(Coordinate annotation records)
● ● ● ● ● ● ●

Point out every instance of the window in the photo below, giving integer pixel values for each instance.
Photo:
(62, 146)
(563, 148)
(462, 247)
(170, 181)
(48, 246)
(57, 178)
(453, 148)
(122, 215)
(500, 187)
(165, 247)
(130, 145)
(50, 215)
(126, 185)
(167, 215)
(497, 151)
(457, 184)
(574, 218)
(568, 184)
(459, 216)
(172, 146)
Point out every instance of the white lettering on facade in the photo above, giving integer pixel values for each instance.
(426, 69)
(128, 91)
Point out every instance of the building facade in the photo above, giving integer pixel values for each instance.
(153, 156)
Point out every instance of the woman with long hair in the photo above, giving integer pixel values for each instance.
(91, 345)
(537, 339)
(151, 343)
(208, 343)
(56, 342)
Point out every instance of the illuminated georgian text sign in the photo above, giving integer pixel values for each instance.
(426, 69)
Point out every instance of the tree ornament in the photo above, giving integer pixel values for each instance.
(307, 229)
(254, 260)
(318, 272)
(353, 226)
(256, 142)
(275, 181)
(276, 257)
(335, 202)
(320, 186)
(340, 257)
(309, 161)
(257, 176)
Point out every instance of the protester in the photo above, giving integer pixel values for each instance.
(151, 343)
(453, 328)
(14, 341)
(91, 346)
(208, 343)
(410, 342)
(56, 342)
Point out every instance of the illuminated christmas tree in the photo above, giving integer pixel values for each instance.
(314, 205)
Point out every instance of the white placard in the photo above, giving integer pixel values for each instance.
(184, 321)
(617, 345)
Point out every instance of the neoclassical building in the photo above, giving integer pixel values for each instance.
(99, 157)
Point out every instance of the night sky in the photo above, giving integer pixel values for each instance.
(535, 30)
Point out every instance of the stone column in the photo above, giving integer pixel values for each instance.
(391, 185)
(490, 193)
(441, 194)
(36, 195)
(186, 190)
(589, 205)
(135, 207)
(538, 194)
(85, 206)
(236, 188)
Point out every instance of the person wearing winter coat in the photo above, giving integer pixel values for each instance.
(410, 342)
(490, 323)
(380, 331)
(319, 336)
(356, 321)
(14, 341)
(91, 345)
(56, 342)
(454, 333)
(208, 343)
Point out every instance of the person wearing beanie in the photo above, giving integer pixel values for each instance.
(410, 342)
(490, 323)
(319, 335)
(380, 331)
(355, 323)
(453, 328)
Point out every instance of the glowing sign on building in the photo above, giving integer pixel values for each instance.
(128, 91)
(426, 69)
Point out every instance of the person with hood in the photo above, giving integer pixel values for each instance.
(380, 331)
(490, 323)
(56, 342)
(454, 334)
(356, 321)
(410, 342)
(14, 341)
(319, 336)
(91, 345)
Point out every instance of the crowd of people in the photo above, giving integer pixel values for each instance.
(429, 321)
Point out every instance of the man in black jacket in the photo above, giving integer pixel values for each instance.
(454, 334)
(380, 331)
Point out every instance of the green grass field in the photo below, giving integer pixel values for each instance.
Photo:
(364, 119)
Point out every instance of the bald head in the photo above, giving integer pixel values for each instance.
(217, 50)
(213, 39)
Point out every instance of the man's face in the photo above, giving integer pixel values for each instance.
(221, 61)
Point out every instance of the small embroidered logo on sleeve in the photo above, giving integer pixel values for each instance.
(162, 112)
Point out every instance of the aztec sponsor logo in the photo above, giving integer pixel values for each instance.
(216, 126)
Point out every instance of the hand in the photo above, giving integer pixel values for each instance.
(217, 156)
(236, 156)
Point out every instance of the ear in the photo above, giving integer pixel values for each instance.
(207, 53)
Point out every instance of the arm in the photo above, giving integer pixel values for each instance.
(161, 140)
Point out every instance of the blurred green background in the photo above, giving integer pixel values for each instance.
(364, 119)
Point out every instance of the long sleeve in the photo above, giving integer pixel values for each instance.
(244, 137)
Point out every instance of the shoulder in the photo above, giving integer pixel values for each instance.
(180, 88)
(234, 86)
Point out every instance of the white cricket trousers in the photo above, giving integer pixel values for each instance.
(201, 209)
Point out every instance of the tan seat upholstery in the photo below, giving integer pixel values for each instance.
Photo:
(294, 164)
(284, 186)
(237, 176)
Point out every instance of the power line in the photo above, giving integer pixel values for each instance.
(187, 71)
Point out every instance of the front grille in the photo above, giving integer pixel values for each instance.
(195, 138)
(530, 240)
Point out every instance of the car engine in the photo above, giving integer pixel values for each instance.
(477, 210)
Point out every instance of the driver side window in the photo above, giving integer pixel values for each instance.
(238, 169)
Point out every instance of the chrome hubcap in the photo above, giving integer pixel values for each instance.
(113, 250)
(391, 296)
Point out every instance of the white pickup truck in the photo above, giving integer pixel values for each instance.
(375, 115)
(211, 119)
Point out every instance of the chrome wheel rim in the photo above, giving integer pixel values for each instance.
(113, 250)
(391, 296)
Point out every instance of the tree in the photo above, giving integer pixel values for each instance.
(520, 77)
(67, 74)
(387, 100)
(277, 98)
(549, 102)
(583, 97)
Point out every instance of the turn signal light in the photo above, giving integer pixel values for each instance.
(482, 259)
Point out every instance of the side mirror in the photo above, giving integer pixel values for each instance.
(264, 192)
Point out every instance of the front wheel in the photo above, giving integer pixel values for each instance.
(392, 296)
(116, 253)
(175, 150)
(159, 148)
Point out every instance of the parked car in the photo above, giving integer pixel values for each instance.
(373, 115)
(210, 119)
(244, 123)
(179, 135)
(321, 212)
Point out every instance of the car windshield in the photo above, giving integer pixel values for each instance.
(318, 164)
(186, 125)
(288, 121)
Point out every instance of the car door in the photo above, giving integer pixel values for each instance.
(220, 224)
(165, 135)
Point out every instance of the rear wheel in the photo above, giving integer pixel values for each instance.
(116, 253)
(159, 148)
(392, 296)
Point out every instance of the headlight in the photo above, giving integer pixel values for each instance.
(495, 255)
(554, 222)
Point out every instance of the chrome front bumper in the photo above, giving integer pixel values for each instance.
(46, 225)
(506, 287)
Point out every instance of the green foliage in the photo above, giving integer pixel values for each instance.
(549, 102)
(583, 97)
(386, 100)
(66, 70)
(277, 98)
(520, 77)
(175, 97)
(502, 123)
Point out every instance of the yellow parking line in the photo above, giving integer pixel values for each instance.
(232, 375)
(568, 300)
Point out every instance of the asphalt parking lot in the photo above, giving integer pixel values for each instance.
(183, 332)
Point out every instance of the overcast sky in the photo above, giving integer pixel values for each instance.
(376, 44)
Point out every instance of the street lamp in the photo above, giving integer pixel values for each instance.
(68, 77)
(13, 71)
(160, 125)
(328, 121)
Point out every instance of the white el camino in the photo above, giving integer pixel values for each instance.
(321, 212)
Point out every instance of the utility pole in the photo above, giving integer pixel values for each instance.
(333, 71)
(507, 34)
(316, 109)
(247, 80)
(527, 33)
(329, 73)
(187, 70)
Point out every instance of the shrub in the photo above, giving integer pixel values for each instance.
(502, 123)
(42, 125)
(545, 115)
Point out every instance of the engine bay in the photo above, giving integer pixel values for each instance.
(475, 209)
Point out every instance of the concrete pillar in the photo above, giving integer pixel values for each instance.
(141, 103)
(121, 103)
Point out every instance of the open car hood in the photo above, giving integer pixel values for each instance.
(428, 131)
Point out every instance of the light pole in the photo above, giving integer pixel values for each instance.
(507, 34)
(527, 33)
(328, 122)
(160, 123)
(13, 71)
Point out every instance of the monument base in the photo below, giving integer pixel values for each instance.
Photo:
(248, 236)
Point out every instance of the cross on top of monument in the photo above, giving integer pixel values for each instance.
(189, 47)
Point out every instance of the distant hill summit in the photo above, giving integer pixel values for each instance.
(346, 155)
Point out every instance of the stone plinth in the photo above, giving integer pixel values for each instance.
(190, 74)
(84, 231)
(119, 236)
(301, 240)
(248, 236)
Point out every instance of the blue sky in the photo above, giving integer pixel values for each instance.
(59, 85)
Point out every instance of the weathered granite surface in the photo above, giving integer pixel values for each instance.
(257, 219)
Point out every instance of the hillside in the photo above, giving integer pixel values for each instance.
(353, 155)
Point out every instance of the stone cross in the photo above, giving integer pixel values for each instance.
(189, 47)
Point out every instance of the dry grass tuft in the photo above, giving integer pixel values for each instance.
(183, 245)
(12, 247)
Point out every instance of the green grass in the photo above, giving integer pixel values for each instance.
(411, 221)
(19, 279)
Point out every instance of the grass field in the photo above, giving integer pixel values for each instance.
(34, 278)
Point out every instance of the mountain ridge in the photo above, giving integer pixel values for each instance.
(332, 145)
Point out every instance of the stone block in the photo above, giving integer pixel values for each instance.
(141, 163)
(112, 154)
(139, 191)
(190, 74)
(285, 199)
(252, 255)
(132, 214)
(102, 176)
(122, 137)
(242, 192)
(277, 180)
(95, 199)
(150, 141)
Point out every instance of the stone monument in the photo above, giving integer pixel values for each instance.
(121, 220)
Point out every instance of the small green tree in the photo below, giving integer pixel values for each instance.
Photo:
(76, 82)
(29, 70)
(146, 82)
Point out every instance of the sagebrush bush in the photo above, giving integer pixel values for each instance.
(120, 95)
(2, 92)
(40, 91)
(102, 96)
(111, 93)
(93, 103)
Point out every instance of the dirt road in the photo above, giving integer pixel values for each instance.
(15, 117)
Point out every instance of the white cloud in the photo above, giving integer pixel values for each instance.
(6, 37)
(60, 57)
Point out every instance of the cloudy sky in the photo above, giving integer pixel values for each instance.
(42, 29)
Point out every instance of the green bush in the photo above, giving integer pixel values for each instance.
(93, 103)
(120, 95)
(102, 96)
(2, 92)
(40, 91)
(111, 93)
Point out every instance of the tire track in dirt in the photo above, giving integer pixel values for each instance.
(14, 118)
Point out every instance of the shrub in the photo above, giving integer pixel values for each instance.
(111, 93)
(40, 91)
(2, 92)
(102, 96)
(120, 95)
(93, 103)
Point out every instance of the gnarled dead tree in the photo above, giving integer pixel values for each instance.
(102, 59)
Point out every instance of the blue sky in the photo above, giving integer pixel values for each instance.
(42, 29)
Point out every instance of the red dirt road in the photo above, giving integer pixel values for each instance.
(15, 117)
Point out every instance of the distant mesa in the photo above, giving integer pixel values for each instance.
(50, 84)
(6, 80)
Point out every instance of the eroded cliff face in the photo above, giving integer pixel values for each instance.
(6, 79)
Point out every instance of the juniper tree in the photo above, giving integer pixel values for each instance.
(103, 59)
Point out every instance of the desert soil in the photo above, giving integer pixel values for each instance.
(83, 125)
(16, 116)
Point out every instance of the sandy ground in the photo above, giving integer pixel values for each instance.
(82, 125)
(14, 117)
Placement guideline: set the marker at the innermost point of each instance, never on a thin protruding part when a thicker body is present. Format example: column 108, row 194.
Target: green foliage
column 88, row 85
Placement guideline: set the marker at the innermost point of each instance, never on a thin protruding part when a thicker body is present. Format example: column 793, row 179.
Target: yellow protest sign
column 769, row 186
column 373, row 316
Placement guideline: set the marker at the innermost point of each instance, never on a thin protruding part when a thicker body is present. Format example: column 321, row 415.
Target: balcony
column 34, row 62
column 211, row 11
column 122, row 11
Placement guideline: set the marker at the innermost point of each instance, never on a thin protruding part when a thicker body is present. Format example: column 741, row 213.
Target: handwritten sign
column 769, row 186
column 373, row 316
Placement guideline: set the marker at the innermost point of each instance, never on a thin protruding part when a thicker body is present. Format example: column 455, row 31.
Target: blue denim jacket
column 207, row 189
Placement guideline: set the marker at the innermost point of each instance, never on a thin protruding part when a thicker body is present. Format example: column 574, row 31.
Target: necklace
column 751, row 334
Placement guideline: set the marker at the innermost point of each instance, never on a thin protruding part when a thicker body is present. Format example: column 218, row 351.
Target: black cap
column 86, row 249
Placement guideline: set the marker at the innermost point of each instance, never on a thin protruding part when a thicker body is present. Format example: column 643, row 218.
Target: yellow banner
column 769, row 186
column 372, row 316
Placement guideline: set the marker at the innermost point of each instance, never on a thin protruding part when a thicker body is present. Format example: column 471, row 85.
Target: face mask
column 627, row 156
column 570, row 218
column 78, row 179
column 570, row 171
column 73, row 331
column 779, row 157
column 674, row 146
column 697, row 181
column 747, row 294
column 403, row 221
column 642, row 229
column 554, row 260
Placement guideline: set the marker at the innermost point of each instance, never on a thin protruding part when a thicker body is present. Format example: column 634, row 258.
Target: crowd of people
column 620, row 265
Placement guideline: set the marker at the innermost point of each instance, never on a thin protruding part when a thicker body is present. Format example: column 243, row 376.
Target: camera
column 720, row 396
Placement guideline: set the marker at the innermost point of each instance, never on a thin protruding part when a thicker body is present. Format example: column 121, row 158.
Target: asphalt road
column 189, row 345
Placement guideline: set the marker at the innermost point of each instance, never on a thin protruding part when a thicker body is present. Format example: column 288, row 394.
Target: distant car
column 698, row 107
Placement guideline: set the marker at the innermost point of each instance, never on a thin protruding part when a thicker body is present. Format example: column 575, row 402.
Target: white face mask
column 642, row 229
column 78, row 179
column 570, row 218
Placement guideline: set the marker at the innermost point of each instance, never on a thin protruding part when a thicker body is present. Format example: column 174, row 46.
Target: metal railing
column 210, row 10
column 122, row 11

● ● ● ● ● ● ●

▶ **Required task**
Retype verbatim the part of the items that begins with the line containing "643, row 218." and ends with the line containing "column 189, row 345", including both of those lines.

▶ **Worked solution**
Placement guideline: set the marker at the innermost point of each instance, never on a thin protruding part when a thicker body is present. Format example: column 643, row 218.
Target: yellow banner
column 769, row 186
column 372, row 316
Placement guideline: set the marker at the innermost point of each instance, never on a thin protruding part when a thicker body is present. Format example: column 471, row 85.
Target: face mask
column 627, row 156
column 570, row 218
column 78, row 179
column 570, row 171
column 73, row 331
column 779, row 157
column 674, row 146
column 697, row 181
column 747, row 294
column 403, row 221
column 642, row 229
column 554, row 260
Placement guideline: set the marker at the innermost point of each instance, never on a thin protruding part when a thicker body is present. Format example: column 634, row 258.
Target: crowd of people
column 620, row 265
Placement guideline: set the marker at the innermost point of each instance, never on a thin protruding part when a thicker body is present. Format example: column 243, row 376.
Target: camera
column 720, row 396
Placement guideline: set the marker at the innermost point of each instance, never on a thin protruding part when a thicker body is present. Format example: column 121, row 158.
Target: asphalt road
column 189, row 345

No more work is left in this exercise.